▶ **Your assignment**
Reproduce without any change the part of the records below that opens with the line containing "Derive the exact" and closes with the line containing "positive clicks: (792, 570)". Include both of those lines.

Input records section start

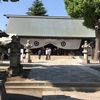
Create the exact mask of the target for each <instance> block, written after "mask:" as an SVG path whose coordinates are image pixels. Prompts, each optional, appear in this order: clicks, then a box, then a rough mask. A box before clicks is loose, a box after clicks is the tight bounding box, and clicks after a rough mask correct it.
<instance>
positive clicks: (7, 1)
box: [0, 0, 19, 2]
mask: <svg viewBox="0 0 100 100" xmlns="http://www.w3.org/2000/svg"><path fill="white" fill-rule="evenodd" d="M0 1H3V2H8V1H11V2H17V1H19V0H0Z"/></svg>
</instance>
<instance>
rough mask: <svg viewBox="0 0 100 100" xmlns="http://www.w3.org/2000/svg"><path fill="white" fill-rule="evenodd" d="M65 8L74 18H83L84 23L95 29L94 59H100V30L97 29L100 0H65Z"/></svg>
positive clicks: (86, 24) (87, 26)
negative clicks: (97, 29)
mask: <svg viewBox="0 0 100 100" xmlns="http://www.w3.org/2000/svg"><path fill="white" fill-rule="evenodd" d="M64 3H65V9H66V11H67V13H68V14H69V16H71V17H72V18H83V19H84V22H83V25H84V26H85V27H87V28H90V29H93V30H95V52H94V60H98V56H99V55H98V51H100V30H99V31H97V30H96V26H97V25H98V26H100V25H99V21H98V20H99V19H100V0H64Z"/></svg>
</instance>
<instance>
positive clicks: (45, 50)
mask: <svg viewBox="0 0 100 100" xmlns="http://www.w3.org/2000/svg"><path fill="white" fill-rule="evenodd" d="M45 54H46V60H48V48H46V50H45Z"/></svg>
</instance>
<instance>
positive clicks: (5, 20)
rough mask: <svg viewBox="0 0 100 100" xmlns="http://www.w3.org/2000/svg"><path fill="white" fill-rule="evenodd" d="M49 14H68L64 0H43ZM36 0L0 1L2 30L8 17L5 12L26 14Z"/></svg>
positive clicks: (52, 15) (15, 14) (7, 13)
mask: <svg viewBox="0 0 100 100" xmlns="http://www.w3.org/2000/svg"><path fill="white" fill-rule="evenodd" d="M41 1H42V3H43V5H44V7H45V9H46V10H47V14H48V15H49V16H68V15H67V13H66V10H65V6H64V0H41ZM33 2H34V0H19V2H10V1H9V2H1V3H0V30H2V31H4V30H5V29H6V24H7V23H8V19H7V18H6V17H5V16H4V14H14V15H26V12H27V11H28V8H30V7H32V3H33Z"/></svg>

Input records section end
Input records section start

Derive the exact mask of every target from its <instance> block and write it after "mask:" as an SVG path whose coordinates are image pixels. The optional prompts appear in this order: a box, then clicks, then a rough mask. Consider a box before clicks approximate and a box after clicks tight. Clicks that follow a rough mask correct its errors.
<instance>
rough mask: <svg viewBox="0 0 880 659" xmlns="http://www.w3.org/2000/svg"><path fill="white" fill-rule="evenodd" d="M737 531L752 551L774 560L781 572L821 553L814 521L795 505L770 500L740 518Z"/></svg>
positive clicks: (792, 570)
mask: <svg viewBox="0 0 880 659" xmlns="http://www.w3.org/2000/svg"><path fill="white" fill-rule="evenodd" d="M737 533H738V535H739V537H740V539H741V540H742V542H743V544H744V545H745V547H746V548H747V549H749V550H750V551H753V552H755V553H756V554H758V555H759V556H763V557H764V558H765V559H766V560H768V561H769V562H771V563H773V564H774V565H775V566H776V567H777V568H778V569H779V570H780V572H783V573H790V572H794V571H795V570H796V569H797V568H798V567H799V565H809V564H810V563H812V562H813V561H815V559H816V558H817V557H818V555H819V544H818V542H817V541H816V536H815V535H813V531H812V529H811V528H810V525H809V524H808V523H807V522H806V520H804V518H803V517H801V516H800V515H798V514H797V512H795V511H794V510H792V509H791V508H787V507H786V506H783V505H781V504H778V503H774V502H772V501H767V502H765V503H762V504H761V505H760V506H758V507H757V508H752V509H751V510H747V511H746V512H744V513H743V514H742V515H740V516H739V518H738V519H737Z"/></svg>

Input records section end

▶ **Exercise response**
Derive the exact mask of every target from its <instance> block and write it after "mask:" as an SVG path whose coordinates are image pixels. The optional prompts appear in this order: a box, then clicks, then a rough mask. Consider a box before clicks approximate and a box after clicks tight. Clicks that follow a rough mask correct its errors.
<instance>
rough mask: <svg viewBox="0 0 880 659" xmlns="http://www.w3.org/2000/svg"><path fill="white" fill-rule="evenodd" d="M737 531L752 551L774 560L781 572L821 553L814 521L795 505L770 500L740 518Z"/></svg>
positive clicks: (792, 570)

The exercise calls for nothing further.